Task requirements:
**1)** List every section heading in the Excel geography text, in the order they appear.
**2)** Retype the passage of the Excel geography text from "You can expect" to "to house attributes.".

Given text:
○ ○ ○ ○
Try replacing Iceland with different countries, regions or lands - or anything that might be broken down into subdivisions.


You can expect some #Field! errors since not all of attributes are available for all places. You may be surprised, for instance, to find the USA has more divisions than its 50 states suggest, and that the UK divisions not only include England, Northern Ireland, Scotland and Wales (which is surely pretty close to a full list) but all the counties that cover the same area, and many of the towns, too.

 

Extracting attributes


Having earlier cautioned against overuse, it must also be said that Excel has made it very easy to create new cells and columns to house attributes.

 

Extract attributes from Card

  1. Go to Table Functions sheet

  2. Note Netherlands cell below Total Land Area

  3. Show the card for this cell

  4. Hover over the Leaders attribute

  5. Note the Extract Leaders to Grid button to the right of the Green highlighted area.

  6. Click the Extract Leaders to Grid button

This function populates a formula in the cell to the right, that refers to the Leader(s) attribute which, because it's an array and not a single value, spills over into the cells below. Any of the available attributed can be extracted in this way.

 

Add column to Table

  1. Select a country in the table

  2. Note Add column button to right of table, just above headers.

  3. Click the Add column button

  4. Select Birth Rate

Excel create a new column to the right of the table containing the birth rate.

 

Extract column from card in Table

  1. Show the card for Luxemburg in the table

  2. Hover over the Leader(s) attribute

  3. Click the Extract Leaders to grid button

Because we're trying to create a column containing arrays, it's not possible to show each arrays over multiple lines, and so they're presented as a comma-separated string instead.

 

Artificial Intelligence and Ambiguous place names

if you've been playing with Geography types for long, you may have become irritated at the need to resolve ambiguities - but you don't have to. The data selector remembers all unresolved geographies, and when one is selected provides simple navigation to the others on the same sheet.


In this example, "Ashford", has been selected, and the data selector shows that this is just one of five on the same sheet. It provides navigation buttons to more between them, and as each is resolved the next one is presented and the number remaining is reduced.

 

You may have noticed Excel's need for help diminishing. This is due to what Microsoft call artificial intelligence, whereby the decisions you take are remembered, and when patterns emerge, Excel starts making more and more decisions for you.
○ ○ ○ ○
Data for analysis:
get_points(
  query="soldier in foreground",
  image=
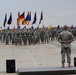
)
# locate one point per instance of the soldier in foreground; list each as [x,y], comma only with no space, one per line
[66,38]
○ ○ ○ ○
Answers for each item:
**1)**
Extracting attributes
Extract attributes from Card
Add column to Table
Extract column from card in Table
Artificial Intelligence and Ambiguous place names

**2)**
You can expect some #Field! errors since not all of attributes are available for all places. You may be surprised, for instance, to find the USA has more divisions than its 50 states suggest, and that the UK divisions not only include England, Northern Ireland, Scotland and Wales (which is surely pretty close to a full list) but all the counties that cover the same area, and many of the towns, too.

 

Extracting attributes


Having earlier cautioned against overuse, it must also be said that Excel has made it very easy to create new cells and columns to house attributes.